### [Bagian Dokumen]
——————
Putusan MK No. 21/PUU-XII/2014: Pasal 77 huruf a dinyatakan bertentangan dengan UUD 1945 dan tidak mempunyai kekuatan hukum mengikat sepanjang tidak dimaknai “termasuk penetapan tersangka, penggeledahan, dan penyitaan”

Pasal 80 Permintaan untuk memeriksa sah atau tidaknya suatu penghentian penyidikan atau penuntutan dapat diajukan oleh penyidik atau penuntut umum atau pihak ketiga yang berkepentingan kepada ketua pengadilan negeri dengan menyebutkan alasannya.

Putusan MK No. 98/PUU-X/2012: Frasa “pihak ketiga yang berkepentingan“ dalam Pasal 80 adalah bertentangan dengan UUD 1945 tidak mempunyai kekuatan hukum mengikat sepanjang tidak dimaknai “termasuk saksi korban atau pelapor, lembaga swadaya masyarakat atau organisasi kemasyarakatan”;

Pasal 82 ayat 1 huruf d dalam hal suatu perkara sudah mulai diperiksa oleh pengadilan negeri, sedangkan pemeriksaan mengenai permintaan kepada pra peradilan belum selesai, maka permintaan tersebut gugur;

Putusan MK No. 02/PUU-XIII/2015: Pasal 82 ayat 1 huruf d bertentangan dengan UUD 1945 dan tidak mempunyai kekuatan hukum mengikat sepanjang frase “suatu perkara sudah dimulai diperiksa” tidak dimaknai “permintaan praperadilan gugur ketika pokok perkara telah dilimpahkan dan telah dimulai sidang pertama terhadap pokok perkara atas nama terdakwa/pemohon praperadilan.”

Pasal 83 ayat (2) Dikecualikan dari ketentuan ayat (1) adalah putusan praperadilan yang menetapkan tidak sahnya penghentian penyidikan atau penuntutan, yang untuk itu dapat dimintakan putusan akhir ke pengadilan tinggi dalam daerah hukum yang bersangkutan.

Putusan MK No. 65/PUU-IX/2011: Pasal 83 ayat (2) UU Hukum Acara Pidana bertentangan dengan UUD NRI Tahun 1945 dan tidak memiliki kekuatan hukum mengikat;

Pasal 197 ayat (1) dan ayat (2)
——————
### [Data yang Diberikan]
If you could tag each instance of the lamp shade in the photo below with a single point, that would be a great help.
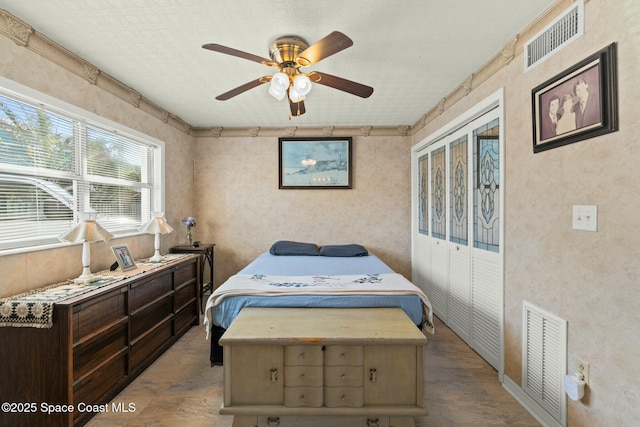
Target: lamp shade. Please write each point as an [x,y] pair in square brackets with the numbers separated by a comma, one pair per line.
[156,225]
[86,231]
——————
### [Tugas yang Dikerjakan]
Periksalah apakah tiap pernyataan ini cocok dengan bagian dokumen. Jawab ya atau tidak, lalu kutip kata-kata bagian dokumen yang menentukannya. 1. Putusan MK No. 65/PUU-IX/2011 menyatakan Pasal 83 ayat (2) tidak memiliki kekuatan hukum mengikat. 2. Menurut Pasal 80, permintaan pemeriksaan sah atau tidaknya penghentian penyidikan diajukan kepada ketua pengadilan tinggi. 3. Putusan MK No. 98/PUU-X/2012 memaknai "pihak ketiga yang berkepentingan" termasuk lembaga swadaya masyarakat. Data tersebut adalah bahan terpisah dari bagian dokumen.

### [Jawaban]
1. Ya: "Pasal 83 ayat (2) UU Hukum Acara Pidana bertentangan dengan UUD NRI Tahun 1945 dan tidak memiliki kekuatan hukum mengikat"
2. Tidak: "kepada ketua pengadilan negeri dengan menyebutkan alasannya"
3. Ya: "termasuk saksi korban atau pelapor, lembaga swadaya masyarakat atau organisasi kemasyarakatan"